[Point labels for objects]
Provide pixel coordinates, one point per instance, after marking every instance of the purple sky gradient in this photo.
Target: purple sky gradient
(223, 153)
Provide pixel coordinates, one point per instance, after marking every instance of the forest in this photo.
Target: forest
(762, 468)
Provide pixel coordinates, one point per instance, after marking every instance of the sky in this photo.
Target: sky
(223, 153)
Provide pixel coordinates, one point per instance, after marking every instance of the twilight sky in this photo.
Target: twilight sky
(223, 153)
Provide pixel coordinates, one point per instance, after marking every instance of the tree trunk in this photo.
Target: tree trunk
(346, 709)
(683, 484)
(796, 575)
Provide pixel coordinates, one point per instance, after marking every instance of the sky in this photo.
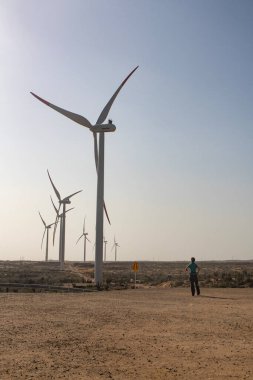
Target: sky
(178, 168)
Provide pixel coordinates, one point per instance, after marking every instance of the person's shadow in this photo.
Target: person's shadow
(220, 298)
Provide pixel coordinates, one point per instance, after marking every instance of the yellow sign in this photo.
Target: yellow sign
(135, 266)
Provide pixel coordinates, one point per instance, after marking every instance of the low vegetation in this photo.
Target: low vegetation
(221, 274)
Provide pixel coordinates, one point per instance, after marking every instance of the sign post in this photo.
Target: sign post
(135, 268)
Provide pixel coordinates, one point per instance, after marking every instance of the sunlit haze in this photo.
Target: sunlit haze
(178, 169)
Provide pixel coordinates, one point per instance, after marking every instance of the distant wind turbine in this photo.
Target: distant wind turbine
(62, 202)
(98, 128)
(115, 246)
(105, 242)
(84, 235)
(59, 216)
(47, 228)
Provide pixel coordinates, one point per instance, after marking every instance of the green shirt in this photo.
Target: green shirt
(193, 267)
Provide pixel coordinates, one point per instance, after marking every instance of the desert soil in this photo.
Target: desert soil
(128, 334)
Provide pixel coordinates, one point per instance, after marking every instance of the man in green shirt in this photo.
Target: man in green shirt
(194, 269)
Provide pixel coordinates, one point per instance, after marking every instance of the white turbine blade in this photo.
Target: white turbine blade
(107, 108)
(79, 238)
(42, 219)
(84, 226)
(72, 208)
(70, 196)
(55, 227)
(73, 116)
(55, 190)
(43, 237)
(56, 210)
(96, 163)
(95, 149)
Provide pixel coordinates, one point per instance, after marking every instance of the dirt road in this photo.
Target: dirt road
(130, 334)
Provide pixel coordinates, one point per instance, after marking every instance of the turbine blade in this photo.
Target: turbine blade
(107, 108)
(42, 219)
(43, 237)
(72, 208)
(55, 190)
(79, 238)
(55, 227)
(70, 196)
(73, 116)
(56, 210)
(96, 163)
(106, 213)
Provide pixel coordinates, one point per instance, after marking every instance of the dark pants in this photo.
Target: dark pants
(194, 283)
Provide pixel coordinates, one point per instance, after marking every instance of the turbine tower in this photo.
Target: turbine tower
(98, 128)
(47, 228)
(115, 246)
(84, 235)
(105, 242)
(59, 216)
(62, 202)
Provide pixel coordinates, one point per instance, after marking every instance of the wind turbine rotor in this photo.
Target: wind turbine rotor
(43, 221)
(43, 237)
(73, 116)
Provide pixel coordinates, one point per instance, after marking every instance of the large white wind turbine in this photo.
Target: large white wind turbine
(84, 235)
(100, 128)
(59, 217)
(115, 246)
(62, 202)
(47, 228)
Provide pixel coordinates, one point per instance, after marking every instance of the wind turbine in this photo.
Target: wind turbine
(84, 234)
(115, 246)
(47, 228)
(59, 216)
(105, 242)
(62, 202)
(97, 128)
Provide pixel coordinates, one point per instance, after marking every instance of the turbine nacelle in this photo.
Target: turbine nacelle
(103, 128)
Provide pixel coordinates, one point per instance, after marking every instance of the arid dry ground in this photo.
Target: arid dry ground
(153, 333)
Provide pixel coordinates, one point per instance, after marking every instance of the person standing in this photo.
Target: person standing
(194, 269)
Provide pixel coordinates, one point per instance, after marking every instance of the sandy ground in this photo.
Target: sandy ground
(130, 334)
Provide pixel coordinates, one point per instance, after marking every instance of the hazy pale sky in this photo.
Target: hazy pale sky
(178, 169)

Stated task:
Please return all of the data above line for line with no changes, leaving out the pictures.

Result for this task:
Provide pixel coordinates, one point per instance, after marking every instance of the purple sky gradient in this photo.
Target: purple sky gradient
(223, 153)
Provide pixel coordinates, one point per instance, after marking every instance of the forest in this photo.
Target: forest
(762, 468)
Provide pixel coordinates, one point per instance, after marking every instance of the sky in this photo.
Target: sky
(223, 153)
Provide pixel coordinates, one point per instance, after marking every instance of the twilight sky in this photo.
Target: twilight sky
(223, 153)
Provide pixel coordinates, one point per instance, after marking every instance of the tree trunk in this photo.
Target: tree trunk
(346, 709)
(683, 484)
(796, 575)
Provide pixel coordinates, one point per instance, after marking every instance of the sky in this photo.
Target: sky
(178, 168)
Provide pixel coordinates, one point per instance, after marking every instance of the person's shadow in this photo.
Target: person's shadow
(220, 298)
Provide pixel coordinates, one point per instance, after marking every instance of the yellow sign in this photo.
Target: yellow sign
(135, 266)
Provide pixel coordinates, one point per instance, after marking every instance of the low vegetation in this photo.
Target: low vegetation
(221, 274)
Provide pixel coordinates, one point per instance, after marking every instance of the sign post in this photo.
Target: sign post
(135, 268)
Provide pixel coordinates, one point per instance, after marking every instance of the sunlit haze in this photo.
Target: sunlit haze
(178, 169)
Provide pixel coordinates, one point per instance, after marking every instance of the distant wind turbine in this photo.
Target: distant wind turbine
(62, 202)
(98, 128)
(115, 246)
(105, 242)
(84, 235)
(59, 216)
(47, 228)
Provide pixel coordinates, one point per instance, after marking every instance of the green shirt in this photo.
Target: green shirt
(193, 267)
Provide pixel coordinates, one point per instance, after marking every instance of the desert soil in this photo.
Target: desert soil
(128, 334)
Provide pixel coordinates, one point per instance, after marking every instance of the man in green shirt in this photo.
Target: man in green shirt
(194, 269)
Provide pixel coordinates, one point per instance, after marking every instance of the white turbine blade in this photo.
Target: white turbine blade
(107, 108)
(79, 238)
(42, 219)
(84, 226)
(72, 208)
(70, 196)
(55, 227)
(73, 116)
(55, 190)
(43, 237)
(56, 210)
(96, 163)
(95, 149)
Provide pixel coordinates, one point per instance, after marking every instance of the dirt road in this photo.
Target: dirt road
(130, 334)
Provide pixel coordinates, one point per instance, after marking every instance of the turbine blade in this photo.
Target: turbine blade
(107, 108)
(42, 219)
(43, 237)
(72, 208)
(55, 190)
(79, 238)
(55, 227)
(70, 196)
(73, 116)
(56, 210)
(96, 163)
(106, 213)
Provide pixel coordinates, one point per instance, after marking every instance of the dark pants in this photo.
Target: dark pants
(194, 283)
Provide pixel coordinates, one point per instance, after marking every instance of the turbine tower in this photo.
Target: turbine tower
(98, 128)
(47, 228)
(115, 246)
(84, 235)
(105, 242)
(59, 216)
(62, 202)
Provide pixel coordinates, one point per instance, after marking every instance of the wind turbine rotor in this photo.
Target: wind turbine rotor
(43, 221)
(43, 237)
(73, 116)
Provide pixel coordinates, one point per instance, after marking every instance of the large white wind turbine in this photo.
Target: large white wind turbine
(84, 235)
(100, 128)
(59, 217)
(115, 246)
(62, 202)
(47, 228)
Provide pixel coordinates, one point per instance, after marking every instance of the wind turbine in this photo.
Target: wind turbine
(84, 234)
(115, 246)
(47, 228)
(59, 216)
(105, 242)
(62, 202)
(97, 128)
Provide pixel coordinates, one point per instance, after marking every instance of the turbine nacelle in this photo.
Target: turbine nacelle
(103, 128)
Provide pixel coordinates, one point per instance, after marking every instance of the arid dry ground in this photo.
Target: arid dry ground
(153, 333)
Provide pixel coordinates, one point per instance, after marking every instance of the person standing in this photo.
Target: person standing
(194, 269)
Provide pixel coordinates, one point per instance, after marking every instance of the sandy ground in this photo.
Target: sandy ground
(130, 334)
Provide pixel coordinates, one point per instance, after marking every instance of the hazy pale sky in this photo.
Target: hazy pale sky
(178, 169)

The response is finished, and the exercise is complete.